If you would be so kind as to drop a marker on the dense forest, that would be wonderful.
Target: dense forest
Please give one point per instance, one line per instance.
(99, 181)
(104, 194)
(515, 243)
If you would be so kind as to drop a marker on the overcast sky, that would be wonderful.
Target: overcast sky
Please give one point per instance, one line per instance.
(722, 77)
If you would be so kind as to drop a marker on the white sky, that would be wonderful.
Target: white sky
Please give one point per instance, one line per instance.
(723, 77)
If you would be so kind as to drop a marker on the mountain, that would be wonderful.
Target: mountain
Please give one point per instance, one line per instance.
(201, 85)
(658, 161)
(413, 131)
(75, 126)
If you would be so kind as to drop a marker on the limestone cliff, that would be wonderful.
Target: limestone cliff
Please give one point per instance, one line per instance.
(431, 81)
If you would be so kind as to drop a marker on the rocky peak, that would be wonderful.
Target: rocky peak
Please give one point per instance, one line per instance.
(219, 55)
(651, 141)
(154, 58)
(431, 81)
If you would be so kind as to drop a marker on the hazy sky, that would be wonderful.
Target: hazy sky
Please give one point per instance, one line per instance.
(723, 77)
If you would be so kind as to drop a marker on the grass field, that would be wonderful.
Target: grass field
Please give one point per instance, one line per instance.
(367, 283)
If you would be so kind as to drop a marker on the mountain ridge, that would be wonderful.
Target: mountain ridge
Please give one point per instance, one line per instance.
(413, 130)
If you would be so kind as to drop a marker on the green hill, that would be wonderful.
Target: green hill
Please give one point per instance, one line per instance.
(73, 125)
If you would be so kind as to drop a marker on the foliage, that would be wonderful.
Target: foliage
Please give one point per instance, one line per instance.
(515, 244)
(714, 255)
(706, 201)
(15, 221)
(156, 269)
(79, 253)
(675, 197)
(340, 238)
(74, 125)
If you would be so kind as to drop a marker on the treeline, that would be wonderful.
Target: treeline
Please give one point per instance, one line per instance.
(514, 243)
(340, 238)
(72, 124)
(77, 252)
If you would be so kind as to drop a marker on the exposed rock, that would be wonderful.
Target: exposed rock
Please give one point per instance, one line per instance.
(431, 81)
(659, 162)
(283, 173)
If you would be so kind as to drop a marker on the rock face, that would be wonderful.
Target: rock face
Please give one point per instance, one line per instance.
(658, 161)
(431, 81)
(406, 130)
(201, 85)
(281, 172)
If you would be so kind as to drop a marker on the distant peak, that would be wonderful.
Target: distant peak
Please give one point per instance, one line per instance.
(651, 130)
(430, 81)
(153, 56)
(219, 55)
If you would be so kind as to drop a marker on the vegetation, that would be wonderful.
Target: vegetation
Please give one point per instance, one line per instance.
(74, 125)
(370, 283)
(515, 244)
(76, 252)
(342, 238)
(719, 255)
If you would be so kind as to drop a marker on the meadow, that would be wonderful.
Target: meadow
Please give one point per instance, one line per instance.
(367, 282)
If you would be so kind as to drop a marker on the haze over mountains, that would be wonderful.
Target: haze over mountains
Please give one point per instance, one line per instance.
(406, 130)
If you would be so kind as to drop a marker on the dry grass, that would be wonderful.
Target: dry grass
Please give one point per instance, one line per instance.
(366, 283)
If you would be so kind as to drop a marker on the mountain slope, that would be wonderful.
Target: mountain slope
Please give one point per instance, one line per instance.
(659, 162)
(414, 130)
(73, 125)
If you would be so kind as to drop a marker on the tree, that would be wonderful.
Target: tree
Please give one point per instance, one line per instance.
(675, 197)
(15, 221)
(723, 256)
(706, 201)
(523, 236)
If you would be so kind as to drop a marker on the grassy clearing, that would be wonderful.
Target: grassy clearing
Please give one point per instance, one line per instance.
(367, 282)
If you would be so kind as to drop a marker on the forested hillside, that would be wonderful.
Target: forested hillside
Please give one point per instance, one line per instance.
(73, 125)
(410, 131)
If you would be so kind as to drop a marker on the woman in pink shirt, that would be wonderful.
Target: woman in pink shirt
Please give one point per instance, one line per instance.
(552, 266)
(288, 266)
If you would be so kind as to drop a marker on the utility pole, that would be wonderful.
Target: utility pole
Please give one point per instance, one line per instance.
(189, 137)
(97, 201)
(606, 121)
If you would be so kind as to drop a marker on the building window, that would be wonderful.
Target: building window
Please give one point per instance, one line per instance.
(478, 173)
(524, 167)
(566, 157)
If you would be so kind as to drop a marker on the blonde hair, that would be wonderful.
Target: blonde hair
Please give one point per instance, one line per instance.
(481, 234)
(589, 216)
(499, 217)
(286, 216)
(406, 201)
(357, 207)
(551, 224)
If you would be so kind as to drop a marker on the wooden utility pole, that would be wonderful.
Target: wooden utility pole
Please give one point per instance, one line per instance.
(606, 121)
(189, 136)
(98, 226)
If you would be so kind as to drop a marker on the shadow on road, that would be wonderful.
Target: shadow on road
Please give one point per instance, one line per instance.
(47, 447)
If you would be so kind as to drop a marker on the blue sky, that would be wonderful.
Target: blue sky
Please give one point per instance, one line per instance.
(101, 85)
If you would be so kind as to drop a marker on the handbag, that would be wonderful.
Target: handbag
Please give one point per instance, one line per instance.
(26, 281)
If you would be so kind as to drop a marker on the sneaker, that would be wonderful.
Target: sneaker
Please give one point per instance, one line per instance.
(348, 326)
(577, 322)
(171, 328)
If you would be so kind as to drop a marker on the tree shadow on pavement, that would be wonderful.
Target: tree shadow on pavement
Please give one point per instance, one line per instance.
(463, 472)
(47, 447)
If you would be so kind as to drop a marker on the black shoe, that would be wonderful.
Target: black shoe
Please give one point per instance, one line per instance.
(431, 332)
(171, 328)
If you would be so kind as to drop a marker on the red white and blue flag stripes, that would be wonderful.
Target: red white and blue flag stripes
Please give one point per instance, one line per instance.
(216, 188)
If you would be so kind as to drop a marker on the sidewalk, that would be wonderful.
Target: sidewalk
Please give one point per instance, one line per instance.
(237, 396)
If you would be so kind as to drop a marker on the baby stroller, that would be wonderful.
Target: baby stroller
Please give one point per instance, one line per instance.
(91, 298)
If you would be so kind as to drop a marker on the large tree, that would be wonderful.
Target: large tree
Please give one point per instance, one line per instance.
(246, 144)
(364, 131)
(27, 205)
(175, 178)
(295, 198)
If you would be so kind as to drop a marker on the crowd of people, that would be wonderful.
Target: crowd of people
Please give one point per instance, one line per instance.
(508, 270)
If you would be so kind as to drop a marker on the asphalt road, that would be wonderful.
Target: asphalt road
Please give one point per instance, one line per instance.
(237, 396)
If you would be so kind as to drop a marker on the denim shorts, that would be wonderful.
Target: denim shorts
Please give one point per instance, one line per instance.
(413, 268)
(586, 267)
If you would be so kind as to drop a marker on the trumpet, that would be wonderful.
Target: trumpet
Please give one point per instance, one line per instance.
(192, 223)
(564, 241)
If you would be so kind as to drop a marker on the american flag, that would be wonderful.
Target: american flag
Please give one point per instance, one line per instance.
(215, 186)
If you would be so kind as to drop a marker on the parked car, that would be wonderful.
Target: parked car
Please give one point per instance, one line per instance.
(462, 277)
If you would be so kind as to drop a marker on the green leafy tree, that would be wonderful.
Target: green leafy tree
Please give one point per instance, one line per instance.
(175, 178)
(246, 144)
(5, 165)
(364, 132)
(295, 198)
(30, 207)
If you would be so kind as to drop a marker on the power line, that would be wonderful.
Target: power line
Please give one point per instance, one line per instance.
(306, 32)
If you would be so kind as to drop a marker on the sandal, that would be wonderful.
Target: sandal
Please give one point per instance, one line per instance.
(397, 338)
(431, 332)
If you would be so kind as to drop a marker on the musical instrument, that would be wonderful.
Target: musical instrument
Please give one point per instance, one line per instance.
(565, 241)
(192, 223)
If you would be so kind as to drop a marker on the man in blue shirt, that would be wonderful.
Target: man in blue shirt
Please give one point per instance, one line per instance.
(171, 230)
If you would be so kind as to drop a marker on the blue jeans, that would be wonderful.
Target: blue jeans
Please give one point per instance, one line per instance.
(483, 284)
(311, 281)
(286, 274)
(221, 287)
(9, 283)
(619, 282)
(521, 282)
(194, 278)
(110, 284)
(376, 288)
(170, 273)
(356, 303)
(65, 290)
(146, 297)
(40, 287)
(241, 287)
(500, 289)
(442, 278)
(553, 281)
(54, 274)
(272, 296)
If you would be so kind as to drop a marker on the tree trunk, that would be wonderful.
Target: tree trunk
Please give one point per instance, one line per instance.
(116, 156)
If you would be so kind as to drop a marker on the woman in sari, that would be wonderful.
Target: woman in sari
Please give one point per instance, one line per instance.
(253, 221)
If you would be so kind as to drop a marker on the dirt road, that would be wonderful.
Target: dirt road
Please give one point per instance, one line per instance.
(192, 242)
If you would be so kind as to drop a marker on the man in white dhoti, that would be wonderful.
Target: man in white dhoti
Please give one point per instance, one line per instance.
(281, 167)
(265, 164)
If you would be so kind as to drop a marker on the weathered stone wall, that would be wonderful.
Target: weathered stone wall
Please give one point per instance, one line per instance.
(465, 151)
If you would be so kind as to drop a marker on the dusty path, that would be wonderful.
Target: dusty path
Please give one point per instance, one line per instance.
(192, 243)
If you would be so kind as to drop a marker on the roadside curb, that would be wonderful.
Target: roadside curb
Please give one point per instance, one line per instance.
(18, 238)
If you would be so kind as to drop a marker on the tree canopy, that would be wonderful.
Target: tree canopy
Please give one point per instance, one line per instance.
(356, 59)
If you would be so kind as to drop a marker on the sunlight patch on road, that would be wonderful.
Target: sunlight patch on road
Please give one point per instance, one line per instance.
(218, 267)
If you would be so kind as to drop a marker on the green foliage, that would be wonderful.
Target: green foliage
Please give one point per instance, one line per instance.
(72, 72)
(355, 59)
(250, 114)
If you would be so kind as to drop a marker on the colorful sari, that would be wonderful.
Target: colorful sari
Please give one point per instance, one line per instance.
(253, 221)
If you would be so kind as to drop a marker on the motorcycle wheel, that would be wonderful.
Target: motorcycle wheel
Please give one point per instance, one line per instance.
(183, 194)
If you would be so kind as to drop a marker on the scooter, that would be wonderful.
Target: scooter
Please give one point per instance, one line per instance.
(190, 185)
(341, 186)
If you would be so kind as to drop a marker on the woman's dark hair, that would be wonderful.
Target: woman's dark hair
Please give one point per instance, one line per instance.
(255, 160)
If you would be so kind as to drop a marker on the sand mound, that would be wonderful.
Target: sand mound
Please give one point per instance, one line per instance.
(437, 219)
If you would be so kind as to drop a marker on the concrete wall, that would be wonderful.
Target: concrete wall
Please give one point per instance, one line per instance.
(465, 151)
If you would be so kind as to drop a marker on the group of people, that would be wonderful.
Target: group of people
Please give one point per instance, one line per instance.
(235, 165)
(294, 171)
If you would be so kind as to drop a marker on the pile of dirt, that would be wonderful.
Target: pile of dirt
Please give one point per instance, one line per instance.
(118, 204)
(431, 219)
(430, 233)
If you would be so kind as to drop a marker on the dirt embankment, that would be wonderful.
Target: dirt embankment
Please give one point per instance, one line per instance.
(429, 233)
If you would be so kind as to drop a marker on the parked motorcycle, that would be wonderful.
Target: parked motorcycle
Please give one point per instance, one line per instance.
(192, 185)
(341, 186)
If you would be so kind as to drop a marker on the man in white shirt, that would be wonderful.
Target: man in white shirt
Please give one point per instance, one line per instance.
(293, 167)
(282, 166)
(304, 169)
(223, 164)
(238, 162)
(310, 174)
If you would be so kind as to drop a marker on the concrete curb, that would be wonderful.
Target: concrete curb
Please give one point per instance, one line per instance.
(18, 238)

..............................

| YOUR GOAL |
Output only the lines from the one holding "group of people, that would be wonderful." through the last line above, exactly as they appear.

| ANSWER IN FULL |
If you would be so kind as to drop a marker on the group of people, that would be wonderful.
Target: group of people
Please give one point per instance, one line per instance.
(235, 165)
(294, 171)
If you would be so kind as to drop a marker on the pile of dirt, that would be wonderful.
Target: pile of dirt
Please give one point per instance, one line per instance.
(118, 204)
(431, 219)
(430, 233)
If you would be so kind as to drop a marker on the dirt embankment, that would be wonderful.
Target: dirt embankment
Please give one point per instance, one line per instance.
(429, 233)
If you would be so kind as to drop a marker on the parked motorcycle, that would be wonderful.
Target: parked motorcycle
Please give one point per instance, one line per instance.
(192, 185)
(341, 186)
If you would be so kind as to drop a marker on the man in white shirt, that would be wonderful.
Target: man in white shirt
Please give one point per instance, one line per instance.
(293, 167)
(282, 166)
(304, 169)
(223, 164)
(238, 162)
(310, 174)
If you would be so kind as to drop a marker on the concrete curb, that would be wonderful.
Target: concrete curb
Please give one point per instance, one line per instance.
(18, 238)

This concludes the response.